* PROBLEM REQUIREMENTS
Reproduce the entries from the line with "Pick out each instance of the green mountain" through the line with "<point>151,48</point>", replacing every occurrence of "mountain" with "hill" and leaving all else unchanged.

* Data entries
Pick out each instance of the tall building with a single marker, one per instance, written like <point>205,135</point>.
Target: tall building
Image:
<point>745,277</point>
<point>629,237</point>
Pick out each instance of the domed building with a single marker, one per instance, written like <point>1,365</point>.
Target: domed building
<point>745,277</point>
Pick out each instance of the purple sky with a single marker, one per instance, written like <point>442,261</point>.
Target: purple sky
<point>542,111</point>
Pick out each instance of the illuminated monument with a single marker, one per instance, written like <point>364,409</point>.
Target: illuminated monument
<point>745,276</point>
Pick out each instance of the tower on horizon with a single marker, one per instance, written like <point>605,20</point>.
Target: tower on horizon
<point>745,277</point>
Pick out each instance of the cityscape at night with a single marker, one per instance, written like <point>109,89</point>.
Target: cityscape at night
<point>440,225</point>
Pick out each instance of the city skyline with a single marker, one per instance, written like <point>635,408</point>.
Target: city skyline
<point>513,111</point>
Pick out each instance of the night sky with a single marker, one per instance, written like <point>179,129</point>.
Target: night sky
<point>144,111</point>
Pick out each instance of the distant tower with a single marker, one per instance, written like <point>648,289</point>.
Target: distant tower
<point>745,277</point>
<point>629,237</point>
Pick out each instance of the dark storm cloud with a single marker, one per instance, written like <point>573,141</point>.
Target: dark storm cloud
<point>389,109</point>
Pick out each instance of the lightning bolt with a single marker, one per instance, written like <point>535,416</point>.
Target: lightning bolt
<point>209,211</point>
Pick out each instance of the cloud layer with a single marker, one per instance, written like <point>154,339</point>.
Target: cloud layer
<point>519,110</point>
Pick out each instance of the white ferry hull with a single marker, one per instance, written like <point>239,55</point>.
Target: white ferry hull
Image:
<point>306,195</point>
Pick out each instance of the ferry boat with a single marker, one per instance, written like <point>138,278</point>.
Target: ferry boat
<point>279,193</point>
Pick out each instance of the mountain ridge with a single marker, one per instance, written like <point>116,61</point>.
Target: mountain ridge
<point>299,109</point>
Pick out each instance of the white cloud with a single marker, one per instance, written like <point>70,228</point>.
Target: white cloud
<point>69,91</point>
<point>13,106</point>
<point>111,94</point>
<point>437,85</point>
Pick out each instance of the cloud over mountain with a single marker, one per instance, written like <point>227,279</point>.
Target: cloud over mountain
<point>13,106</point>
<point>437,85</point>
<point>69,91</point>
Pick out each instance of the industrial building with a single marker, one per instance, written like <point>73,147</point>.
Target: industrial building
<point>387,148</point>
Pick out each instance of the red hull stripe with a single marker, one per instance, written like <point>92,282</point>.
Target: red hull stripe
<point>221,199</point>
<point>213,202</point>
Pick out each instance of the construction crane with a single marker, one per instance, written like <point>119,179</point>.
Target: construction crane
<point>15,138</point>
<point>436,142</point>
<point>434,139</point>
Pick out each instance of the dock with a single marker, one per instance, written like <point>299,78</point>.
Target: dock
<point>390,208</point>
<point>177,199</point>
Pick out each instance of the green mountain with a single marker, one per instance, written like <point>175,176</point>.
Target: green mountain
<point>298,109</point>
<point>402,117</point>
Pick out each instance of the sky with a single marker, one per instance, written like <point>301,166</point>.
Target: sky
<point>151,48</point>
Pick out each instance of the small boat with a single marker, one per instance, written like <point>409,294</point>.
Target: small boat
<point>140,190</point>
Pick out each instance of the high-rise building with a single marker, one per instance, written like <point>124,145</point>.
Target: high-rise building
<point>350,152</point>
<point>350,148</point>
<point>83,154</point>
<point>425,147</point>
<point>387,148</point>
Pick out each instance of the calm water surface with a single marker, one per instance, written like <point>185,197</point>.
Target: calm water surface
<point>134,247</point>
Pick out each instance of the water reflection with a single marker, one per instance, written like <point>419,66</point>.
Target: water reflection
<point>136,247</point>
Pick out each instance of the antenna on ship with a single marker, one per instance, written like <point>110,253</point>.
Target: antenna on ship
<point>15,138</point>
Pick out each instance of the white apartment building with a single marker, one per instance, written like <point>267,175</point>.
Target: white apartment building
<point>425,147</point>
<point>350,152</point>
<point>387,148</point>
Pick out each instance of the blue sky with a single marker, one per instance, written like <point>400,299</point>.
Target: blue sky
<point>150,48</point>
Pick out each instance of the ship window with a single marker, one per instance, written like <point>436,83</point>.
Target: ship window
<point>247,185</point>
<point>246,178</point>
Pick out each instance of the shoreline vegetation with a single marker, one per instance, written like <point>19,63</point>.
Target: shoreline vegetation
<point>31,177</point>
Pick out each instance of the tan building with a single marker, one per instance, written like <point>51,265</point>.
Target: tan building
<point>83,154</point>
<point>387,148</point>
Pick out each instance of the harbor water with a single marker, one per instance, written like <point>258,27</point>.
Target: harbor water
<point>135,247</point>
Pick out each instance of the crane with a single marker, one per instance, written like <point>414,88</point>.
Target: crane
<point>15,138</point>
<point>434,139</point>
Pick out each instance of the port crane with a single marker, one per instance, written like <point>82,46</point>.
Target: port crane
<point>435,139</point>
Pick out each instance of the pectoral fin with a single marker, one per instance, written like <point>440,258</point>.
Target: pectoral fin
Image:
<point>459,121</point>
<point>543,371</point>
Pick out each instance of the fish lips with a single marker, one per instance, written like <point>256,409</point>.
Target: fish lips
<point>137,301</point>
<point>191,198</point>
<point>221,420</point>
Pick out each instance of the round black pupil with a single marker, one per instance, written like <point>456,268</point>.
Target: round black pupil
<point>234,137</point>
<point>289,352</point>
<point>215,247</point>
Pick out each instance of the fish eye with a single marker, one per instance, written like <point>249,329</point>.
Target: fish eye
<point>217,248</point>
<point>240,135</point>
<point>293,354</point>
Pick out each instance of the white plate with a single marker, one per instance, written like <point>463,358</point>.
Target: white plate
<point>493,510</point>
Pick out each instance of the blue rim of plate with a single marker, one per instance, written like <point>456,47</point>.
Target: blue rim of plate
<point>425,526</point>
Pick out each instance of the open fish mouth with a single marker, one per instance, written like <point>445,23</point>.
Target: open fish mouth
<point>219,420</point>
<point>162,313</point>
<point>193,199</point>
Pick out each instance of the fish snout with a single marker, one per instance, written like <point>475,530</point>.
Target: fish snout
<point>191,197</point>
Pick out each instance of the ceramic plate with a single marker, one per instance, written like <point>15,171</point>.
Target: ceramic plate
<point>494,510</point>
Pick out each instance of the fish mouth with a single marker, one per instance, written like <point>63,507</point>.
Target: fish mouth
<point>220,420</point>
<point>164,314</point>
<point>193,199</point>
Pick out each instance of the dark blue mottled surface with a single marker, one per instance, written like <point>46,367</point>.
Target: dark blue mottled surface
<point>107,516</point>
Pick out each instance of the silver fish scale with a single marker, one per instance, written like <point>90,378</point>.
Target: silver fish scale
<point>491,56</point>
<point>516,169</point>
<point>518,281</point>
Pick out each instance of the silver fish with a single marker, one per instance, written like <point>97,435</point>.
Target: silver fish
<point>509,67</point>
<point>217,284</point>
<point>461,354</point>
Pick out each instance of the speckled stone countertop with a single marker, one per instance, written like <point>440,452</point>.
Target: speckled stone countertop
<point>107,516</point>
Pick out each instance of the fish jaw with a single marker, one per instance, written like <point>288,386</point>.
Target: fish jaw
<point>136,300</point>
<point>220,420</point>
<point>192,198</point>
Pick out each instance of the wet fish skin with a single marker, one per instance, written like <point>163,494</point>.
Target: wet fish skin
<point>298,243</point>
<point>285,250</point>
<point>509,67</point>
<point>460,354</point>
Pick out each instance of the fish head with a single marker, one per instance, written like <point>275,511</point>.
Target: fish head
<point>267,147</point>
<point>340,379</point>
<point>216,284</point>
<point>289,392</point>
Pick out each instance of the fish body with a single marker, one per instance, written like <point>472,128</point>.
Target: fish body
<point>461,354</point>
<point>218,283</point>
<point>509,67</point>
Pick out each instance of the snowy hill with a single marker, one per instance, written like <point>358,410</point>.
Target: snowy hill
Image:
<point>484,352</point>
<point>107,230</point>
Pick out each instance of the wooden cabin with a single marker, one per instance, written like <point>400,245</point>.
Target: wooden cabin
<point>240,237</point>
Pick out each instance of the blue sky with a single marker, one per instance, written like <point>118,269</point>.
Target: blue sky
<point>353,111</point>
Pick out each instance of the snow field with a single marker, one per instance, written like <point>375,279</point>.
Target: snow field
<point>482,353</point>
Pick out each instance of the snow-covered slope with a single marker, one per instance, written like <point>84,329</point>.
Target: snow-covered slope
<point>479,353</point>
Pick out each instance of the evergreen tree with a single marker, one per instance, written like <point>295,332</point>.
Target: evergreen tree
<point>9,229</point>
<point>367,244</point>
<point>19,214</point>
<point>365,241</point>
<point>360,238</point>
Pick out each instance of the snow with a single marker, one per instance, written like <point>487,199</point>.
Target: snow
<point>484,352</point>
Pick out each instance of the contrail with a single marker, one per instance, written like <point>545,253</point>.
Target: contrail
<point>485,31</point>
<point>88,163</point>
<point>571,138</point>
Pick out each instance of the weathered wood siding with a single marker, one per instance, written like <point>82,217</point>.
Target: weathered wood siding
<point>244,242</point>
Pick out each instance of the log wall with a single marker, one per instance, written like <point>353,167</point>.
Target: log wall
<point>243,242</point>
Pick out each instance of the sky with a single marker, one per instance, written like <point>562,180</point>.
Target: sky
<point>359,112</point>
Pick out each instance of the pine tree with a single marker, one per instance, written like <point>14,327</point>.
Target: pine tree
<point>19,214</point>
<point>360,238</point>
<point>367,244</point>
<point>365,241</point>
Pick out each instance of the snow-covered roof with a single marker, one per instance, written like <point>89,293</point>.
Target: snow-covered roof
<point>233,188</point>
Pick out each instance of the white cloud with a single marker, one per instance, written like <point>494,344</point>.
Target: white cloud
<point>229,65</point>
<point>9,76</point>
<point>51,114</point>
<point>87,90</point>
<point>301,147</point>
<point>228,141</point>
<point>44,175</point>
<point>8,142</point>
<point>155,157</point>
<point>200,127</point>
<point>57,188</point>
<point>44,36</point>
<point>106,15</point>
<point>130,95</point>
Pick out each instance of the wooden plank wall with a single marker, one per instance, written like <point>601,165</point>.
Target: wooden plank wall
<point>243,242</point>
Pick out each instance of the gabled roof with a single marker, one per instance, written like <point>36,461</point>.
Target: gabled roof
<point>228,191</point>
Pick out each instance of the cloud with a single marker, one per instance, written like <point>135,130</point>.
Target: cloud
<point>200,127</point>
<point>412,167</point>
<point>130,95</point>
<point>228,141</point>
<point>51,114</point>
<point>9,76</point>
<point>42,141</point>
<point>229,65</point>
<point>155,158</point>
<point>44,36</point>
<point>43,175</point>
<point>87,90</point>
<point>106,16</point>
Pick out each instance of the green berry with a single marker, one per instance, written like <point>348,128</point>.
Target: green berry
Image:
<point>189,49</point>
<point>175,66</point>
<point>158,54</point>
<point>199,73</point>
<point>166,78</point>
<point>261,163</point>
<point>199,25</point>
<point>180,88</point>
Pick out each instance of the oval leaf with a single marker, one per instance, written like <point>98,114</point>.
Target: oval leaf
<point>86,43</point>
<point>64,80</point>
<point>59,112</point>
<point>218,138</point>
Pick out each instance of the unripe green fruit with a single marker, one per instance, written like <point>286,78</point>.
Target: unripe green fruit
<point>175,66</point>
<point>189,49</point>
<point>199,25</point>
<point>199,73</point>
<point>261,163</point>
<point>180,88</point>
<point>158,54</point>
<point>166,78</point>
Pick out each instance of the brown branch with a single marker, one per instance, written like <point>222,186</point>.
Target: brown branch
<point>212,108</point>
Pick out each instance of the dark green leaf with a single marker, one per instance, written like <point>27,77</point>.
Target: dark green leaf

* SOLUTION BELOW
Pick out each instance of the green hill with a single marker, one per instance, written like <point>175,176</point>.
Target: green hill
<point>298,109</point>
<point>402,117</point>
Pick out each instance of the sky with a single marker, one per instance, written like <point>301,166</point>.
Target: sky
<point>151,48</point>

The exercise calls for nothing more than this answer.